───── Text segment
Its 2018 drilling and completion budget of $1.3 billion will cover the intent to drill 125 Marcellus and 25 Utica wells, with an average lateral length of 10,500 feet, although Antero continues to push technical boundaries. In fourth-quarter 2017, it drilled two Marcellus wells with lateral legs of 14,000 feet each, using 2,000 pounds of proppant per foot.
Southwestern Energy Co. (NYSE: SWN) cited 30% production growth in its southwest Appalachia footprint and 18% overall in Appalachia this year, with the capability to double production in the next four years with a fairly minimal $500- to $600 million annual spend, said CEO Bill Way on the company’s conference call. It plans to keep six rigs and five frack crews working.
The company expects to generate positive cash flow from operations, net of capital, for the first time in northeast Appalachia. It exited 2017 producing 2.35 Bcfe/d from its gross operated wells in the basin, a 40% increase from December 2016 rates and a record for the company.
Range Resources guided to 25% production growth in southwest Pennsylvania. Its first-quarter 2018 output was to be 2.1 Bcfe/d, about 30% NGL.
“We’re excited about what we see as we begin to harvest the top-tier inventory we’ve captured since discovering the Marcellus in 2004,” said CEO Jeff Ventura. “We expect to generate in southwest Pennsylvania growth of 25% in 2018, allowing us to fully utilize our transportation capacity,” he said on the company’s conference call.
All the robust production announcements by numerous operators, despite low gas prices, led Société Générale gas analyst Breanne Dougherty to say she is contemplating upward revisions to her 2018 U.S. gas profile—but at the same time, she has a softer price outlook of $2.77/Mcf for the year.
──────────
───── Data listing
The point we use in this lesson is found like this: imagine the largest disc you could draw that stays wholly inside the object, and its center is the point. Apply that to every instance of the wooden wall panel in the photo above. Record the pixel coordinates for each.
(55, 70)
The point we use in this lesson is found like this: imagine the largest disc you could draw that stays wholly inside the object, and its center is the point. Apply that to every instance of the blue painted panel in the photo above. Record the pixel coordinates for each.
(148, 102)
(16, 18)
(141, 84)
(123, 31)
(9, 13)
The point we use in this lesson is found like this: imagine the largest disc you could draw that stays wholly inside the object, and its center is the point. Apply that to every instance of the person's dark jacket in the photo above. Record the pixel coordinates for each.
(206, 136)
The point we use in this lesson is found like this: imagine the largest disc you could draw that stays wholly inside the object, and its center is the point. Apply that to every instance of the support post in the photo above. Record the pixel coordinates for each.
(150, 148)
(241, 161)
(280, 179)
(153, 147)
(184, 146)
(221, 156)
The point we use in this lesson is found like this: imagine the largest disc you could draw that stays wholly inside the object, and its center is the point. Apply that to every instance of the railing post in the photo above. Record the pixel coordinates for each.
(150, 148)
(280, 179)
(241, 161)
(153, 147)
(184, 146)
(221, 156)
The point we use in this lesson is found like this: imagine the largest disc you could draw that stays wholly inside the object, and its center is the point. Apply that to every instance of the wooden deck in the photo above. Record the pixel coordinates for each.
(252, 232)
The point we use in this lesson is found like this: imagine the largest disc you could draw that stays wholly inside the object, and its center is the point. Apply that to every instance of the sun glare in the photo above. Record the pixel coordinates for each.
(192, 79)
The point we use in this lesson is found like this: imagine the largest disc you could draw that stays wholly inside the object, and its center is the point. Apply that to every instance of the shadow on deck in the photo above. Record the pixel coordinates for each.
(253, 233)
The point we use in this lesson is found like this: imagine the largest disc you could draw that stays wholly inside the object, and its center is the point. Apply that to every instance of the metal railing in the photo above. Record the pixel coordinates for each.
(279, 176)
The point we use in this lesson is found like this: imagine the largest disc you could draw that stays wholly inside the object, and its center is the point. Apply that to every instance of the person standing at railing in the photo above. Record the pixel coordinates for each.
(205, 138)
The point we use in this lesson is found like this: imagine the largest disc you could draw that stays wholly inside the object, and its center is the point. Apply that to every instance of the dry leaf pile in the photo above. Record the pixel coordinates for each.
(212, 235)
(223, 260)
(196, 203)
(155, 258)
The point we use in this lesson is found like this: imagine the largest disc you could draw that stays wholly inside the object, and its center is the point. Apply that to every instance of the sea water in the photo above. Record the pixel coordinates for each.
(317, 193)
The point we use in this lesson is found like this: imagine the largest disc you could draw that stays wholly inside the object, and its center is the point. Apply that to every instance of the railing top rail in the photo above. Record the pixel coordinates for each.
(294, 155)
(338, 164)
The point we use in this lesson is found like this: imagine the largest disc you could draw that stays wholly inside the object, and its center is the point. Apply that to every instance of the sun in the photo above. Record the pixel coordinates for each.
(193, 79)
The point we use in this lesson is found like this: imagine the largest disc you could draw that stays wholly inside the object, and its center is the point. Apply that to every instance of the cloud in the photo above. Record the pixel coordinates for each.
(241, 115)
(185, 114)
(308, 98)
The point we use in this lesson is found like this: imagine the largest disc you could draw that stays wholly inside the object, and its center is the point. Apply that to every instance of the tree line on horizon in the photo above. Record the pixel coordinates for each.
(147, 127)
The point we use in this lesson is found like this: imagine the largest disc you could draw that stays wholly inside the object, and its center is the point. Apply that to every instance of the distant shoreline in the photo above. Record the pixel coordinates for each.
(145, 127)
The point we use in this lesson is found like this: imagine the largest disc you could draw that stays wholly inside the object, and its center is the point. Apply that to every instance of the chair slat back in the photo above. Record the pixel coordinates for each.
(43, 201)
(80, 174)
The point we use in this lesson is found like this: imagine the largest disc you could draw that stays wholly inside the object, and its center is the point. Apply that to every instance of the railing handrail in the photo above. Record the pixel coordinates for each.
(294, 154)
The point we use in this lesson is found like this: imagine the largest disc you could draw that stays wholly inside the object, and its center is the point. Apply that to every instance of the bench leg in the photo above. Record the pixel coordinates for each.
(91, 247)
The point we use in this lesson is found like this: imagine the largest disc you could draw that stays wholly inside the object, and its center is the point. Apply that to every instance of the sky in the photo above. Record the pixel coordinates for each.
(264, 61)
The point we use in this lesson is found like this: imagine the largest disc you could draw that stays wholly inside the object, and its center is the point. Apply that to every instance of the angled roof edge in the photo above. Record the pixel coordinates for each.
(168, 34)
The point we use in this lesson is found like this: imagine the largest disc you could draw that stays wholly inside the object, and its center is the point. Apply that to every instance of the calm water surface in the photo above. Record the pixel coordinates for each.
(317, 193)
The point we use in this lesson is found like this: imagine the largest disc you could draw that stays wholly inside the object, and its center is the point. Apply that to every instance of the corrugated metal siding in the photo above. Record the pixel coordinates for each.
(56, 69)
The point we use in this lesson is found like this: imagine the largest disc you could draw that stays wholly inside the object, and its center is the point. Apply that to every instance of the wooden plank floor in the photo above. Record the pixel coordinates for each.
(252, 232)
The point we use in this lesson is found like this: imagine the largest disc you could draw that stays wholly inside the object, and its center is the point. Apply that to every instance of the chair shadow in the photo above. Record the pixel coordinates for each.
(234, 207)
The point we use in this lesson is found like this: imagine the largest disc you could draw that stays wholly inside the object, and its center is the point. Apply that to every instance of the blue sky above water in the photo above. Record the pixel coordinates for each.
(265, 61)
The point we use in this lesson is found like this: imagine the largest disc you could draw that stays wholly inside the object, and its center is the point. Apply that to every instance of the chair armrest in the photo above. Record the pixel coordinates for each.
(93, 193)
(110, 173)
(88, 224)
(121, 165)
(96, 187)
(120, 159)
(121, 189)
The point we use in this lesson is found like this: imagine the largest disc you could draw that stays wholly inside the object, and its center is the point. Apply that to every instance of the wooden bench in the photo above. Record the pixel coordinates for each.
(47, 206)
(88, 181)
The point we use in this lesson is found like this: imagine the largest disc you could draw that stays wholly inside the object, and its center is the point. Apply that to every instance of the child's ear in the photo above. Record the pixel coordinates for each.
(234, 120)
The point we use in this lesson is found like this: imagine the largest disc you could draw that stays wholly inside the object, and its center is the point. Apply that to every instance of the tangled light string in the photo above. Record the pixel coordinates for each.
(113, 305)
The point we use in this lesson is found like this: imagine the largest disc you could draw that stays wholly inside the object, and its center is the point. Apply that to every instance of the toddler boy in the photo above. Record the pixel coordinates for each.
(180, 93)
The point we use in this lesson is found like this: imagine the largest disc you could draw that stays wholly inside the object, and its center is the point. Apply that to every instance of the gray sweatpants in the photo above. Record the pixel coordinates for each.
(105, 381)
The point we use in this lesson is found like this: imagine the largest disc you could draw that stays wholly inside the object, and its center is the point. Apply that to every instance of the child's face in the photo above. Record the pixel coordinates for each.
──────────
▶ **Written exercise**
According to the passage on Appalachian gas production, how much is Antero's 2018 drilling and completion budget? These records were drawn from a different source.

▶ **Result**
$1.3 billion